> [Your tasks]:
- 1) In the article on Albatross AI below, what is Matteo Ruffini's position at the company?
- 2) List every label that appears in quotation marks in the flow-diagram description in the article on Albatross AI.
- 3) In the article on Albatross AI, rewrite the paragraph beginning "A personalization engine shows" as one shorter sentence that keeps its main facts.

> [Text block]:
--------------------------------------------------
A nascent firm armed with a fresh $12.3 million investment aims to deliver on the promise of ecommerce personalization.

A personalization engine shows the right product to the right shopper at the right time. In theory, it makes everyone happy. Shoppers see relevant and engaging products. Merchants sell more.

It sounds simple enough. Think of an ecommerce website with products for sale. What item(s) does the site show to a particular user to entice a sale? How does it know what to show?

Data Right Now

This question of “what to show” is how Matteo Ruffini, chief science officer of the Swiss start-up Albatross AI, described the problem his company solves during a February 2025 interview.

Many ecommerce personalization and recommendation solutions rely on historical shopper behavior. The systems look backward over months or years, at purchases and browses, for instance.

The folks at Albatross also use past behavioral data, but they’ve added a real-time, right-now predictive element.

The Albatross product, according to a Forbes contributor, “captures every user action in a session and passes it into [an AI] transformer model that behaves like a language model for intent. The inputs are event triplets — user, action, item — instead of words. The model analyzes not just the action but the sequence of actions and the context that connects them. It updates continuously and responds in milliseconds without retraining.”

Essentially, the company claims to have the first AI infrastructure for training models on sequential, live events.

A flow-diagram illustrating a real-time personalization system by Albatross. At the bottom left, several orange-toned blocks represent item embeddings feeding into a “Large Event Model.” To the right, small orange blocks show a “live sequence of events” coming from a smartphone-shaped icon. These events flow into the model, which outputs a horizontal row of blue blocks labeled “Real-Time User Embedding” at the top left. An arrow carries this embedding to the top right, where gray-toned blocks represent “Best items based on in-session user behaviour.” The overall layout shows events from a user’s device informing embeddings to generate personalized item recommendations.

Albatross claims to have the first AI infrastructure for training models on sequential, live events.
--------------------------------------------------
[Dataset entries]
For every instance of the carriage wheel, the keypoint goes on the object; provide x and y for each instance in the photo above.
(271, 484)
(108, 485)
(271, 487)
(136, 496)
--------------------------------------------------
> [Task results]:
- 1) He is the chief science officer of Albatross AI.

- 2)
- "Large Event Model"
- "live sequence of events"
- "Real-Time User Embedding"
- "Best items based on in-session user behaviour"

- 3) A personalization engine shows each shopper the right product at the right time, so shoppers see relevant, engaging products and merchants sell more.